Pointing dataset records
+ + + + + + +
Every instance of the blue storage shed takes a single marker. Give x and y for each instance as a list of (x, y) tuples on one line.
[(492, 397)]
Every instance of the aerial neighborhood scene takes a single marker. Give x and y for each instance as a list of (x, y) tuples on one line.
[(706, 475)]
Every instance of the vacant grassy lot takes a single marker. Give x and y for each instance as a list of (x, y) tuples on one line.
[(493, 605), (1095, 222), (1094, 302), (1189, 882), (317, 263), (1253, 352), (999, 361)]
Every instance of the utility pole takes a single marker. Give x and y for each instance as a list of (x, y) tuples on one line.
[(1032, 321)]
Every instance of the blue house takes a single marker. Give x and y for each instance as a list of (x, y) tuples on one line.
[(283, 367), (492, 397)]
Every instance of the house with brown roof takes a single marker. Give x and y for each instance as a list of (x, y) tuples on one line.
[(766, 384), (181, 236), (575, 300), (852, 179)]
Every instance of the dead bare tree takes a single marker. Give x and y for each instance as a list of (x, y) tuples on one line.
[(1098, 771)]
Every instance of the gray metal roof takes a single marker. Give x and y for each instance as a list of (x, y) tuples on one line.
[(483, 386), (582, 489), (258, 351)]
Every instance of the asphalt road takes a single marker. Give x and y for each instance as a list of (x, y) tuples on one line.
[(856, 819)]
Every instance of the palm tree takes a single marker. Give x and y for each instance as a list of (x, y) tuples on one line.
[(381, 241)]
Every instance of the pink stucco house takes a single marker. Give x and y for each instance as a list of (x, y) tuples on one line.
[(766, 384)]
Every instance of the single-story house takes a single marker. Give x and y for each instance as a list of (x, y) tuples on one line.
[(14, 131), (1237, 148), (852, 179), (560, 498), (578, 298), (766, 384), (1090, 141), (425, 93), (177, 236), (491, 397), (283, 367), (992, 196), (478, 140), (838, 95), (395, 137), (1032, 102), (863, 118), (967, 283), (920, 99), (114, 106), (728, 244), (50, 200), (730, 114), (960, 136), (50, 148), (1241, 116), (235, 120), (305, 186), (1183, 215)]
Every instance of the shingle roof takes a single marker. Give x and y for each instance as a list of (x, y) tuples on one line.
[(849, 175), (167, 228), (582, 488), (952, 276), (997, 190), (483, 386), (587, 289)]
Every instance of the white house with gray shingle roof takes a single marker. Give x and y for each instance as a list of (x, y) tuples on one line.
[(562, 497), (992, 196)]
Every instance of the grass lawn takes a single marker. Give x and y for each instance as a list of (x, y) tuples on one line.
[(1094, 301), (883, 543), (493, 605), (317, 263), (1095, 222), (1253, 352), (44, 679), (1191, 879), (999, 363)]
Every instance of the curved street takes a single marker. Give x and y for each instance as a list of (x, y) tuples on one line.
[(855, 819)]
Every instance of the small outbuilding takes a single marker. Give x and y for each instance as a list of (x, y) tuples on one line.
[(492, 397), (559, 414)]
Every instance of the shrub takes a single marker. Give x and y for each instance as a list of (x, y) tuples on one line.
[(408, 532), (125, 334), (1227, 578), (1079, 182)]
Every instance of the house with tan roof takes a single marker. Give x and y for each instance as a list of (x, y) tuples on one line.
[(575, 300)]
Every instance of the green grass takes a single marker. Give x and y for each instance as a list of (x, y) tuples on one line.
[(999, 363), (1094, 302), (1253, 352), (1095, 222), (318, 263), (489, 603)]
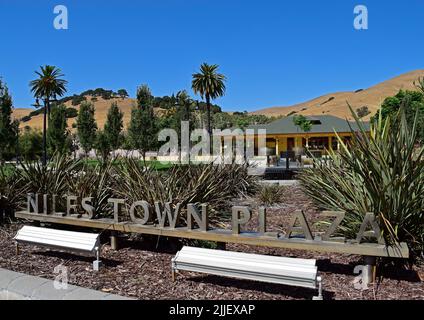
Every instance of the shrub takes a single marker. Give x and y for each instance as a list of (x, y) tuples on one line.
[(198, 184), (270, 194), (380, 172), (12, 190)]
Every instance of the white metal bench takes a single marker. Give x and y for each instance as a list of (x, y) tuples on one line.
[(280, 270), (75, 242)]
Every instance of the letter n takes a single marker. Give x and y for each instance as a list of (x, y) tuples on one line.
[(192, 212)]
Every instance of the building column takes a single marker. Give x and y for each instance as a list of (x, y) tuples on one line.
[(277, 147)]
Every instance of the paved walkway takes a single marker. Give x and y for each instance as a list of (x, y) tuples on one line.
[(19, 286)]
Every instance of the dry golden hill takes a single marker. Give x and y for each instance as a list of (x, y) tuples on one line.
[(335, 103), (102, 107), (332, 104)]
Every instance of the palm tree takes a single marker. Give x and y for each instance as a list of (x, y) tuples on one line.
[(210, 85), (47, 87)]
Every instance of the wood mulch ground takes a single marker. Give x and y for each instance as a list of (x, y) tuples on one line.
[(142, 267)]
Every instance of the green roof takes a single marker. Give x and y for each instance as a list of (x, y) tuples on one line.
[(320, 124)]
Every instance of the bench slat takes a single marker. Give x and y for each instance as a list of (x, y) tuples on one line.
[(76, 241), (246, 256), (289, 271)]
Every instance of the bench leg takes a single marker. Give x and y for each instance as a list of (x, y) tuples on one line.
[(173, 275), (97, 264), (114, 241), (319, 282), (368, 273)]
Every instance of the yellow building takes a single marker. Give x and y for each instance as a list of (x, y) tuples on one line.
[(283, 135)]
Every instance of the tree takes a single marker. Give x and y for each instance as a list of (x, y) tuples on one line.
[(86, 126), (362, 112), (102, 145), (113, 126), (142, 127), (123, 93), (304, 124), (30, 144), (210, 85), (412, 102), (57, 132), (8, 127), (47, 87)]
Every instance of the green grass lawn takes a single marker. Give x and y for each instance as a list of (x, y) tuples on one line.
[(154, 164)]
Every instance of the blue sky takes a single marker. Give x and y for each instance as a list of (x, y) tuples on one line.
[(273, 52)]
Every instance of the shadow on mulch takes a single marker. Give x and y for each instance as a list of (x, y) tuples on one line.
[(70, 256), (152, 244), (325, 265), (393, 272), (279, 289)]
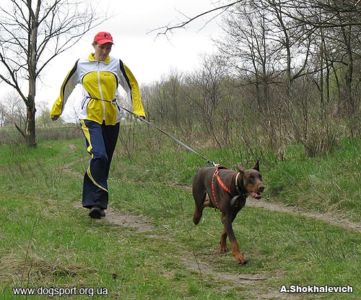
+ + + + + + +
*Task brief*. Could you turn the lines of data from the one containing "Every instance of the dry" through the one containing "[(173, 275), (97, 264), (114, 241), (319, 282), (368, 273)]", inclusive, into a numbered list with blank lines dropped?

*Written response*.
1. Every instance of the dry golden hill takes a single marker. Give x and y for each instance as a list of (x, y) tuples on one line.
2. [(335, 103), (102, 107), (332, 104)]
3. Every instance of the palm tree takes a single marker. Give x and y for each instance as a list of (x, y) tuples on one line.
4. [(210, 85), (47, 87)]
5. Every instance of the wood mulch ground takes a single marker. Give x and y for each instance as a list of (x, y) tuples on one line.
6. [(142, 267)]
7. Every instance of the green roof takes a single marker. Give x and y for each instance as a list of (x, y) tuples on one line.
8. [(320, 124)]
9. Every instance of the bench slat takes a single marker. Give x and y for each instance as a list of (x, y) tuples on one line.
10. [(76, 241), (246, 256), (289, 271)]
11. Every instance of the bench leg takes a single marker. Give x and y for each instance as a list of (x, y) tuples on one line.
12. [(173, 275), (97, 264), (114, 241), (319, 282), (368, 273)]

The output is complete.